◆ Task goal:
Transcribe all the entries word for word, omitting any pictures they contain.

◆ Exercise data:
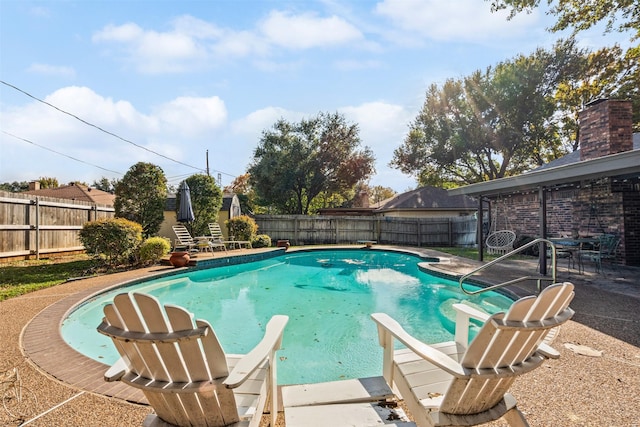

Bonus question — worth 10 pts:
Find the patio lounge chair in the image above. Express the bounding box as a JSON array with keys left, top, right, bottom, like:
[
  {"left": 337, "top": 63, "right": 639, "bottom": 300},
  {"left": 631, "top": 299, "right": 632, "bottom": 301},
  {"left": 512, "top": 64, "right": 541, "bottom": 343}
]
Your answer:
[
  {"left": 371, "top": 282, "right": 575, "bottom": 427},
  {"left": 97, "top": 292, "right": 288, "bottom": 427},
  {"left": 171, "top": 224, "right": 199, "bottom": 252},
  {"left": 210, "top": 222, "right": 252, "bottom": 250}
]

◆ Written answer:
Bonus question — worth 10 pts:
Find the patio lounge chair in the image above. Express the bounding box as a JSON array with keys left, top, right, bottom, like:
[
  {"left": 337, "top": 63, "right": 639, "bottom": 300},
  {"left": 631, "top": 299, "right": 632, "bottom": 301},
  {"left": 512, "top": 64, "right": 541, "bottom": 343}
]
Your answer:
[
  {"left": 371, "top": 282, "right": 575, "bottom": 427},
  {"left": 97, "top": 292, "right": 288, "bottom": 427},
  {"left": 171, "top": 224, "right": 199, "bottom": 252},
  {"left": 210, "top": 222, "right": 252, "bottom": 250}
]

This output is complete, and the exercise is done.